* _What you should do_
For each line of the data below that holds "wooden", copy the line.

[Point localization data]
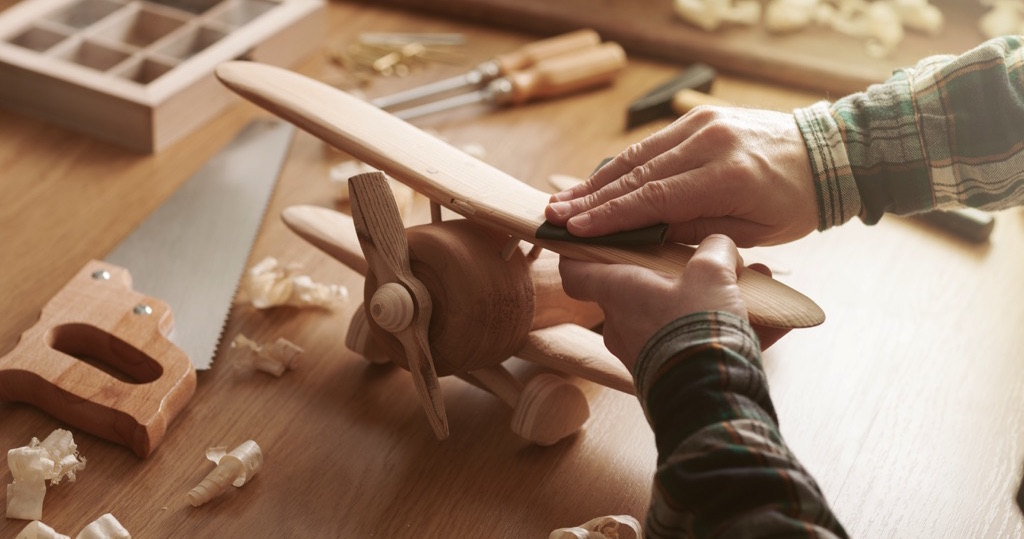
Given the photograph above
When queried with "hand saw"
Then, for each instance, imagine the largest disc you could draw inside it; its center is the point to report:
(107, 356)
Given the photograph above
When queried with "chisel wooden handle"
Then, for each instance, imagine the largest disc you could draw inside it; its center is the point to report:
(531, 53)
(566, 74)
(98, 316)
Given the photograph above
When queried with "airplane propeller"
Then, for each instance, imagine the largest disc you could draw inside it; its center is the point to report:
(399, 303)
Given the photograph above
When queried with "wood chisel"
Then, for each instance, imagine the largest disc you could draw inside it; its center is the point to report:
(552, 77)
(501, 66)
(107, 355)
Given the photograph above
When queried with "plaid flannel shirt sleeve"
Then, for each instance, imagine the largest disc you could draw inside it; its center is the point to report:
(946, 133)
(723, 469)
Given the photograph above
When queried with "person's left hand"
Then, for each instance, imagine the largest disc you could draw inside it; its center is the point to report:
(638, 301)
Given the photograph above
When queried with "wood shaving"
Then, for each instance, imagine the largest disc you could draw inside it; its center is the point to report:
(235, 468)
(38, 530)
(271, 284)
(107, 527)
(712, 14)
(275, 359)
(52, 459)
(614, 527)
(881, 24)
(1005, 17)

--

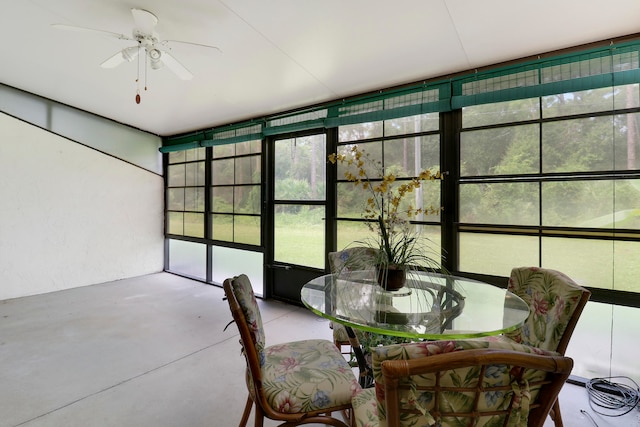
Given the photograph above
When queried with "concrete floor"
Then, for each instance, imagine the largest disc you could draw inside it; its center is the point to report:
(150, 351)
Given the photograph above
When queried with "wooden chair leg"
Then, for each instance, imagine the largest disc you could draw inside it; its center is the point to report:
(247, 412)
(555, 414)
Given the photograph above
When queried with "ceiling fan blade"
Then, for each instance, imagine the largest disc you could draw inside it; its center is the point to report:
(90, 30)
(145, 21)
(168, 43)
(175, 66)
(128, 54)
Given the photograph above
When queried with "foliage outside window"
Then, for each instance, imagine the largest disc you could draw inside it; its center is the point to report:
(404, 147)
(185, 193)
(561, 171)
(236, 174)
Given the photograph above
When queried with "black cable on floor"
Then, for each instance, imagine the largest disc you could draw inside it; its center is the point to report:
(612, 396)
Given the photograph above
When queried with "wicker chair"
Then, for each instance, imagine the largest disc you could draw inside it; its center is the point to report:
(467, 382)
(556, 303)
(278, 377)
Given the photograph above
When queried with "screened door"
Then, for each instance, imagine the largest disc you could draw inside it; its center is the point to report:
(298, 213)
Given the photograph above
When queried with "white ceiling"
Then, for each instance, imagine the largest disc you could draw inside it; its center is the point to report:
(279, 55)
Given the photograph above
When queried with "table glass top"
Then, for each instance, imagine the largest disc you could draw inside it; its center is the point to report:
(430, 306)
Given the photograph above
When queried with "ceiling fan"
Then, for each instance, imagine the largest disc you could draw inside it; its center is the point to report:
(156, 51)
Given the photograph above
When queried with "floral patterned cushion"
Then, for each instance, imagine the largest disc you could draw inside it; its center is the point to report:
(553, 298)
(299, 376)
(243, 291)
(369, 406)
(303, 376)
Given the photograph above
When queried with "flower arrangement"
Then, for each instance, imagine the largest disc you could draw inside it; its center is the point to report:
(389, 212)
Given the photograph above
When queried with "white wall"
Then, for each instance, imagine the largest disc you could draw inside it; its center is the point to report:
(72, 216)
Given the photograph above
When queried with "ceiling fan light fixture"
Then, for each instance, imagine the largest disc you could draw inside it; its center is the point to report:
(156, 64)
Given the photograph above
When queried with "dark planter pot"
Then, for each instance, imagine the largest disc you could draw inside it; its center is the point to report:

* _Written answer_
When queried with "chisel wooden handle"
When queried with "wooden chair leg"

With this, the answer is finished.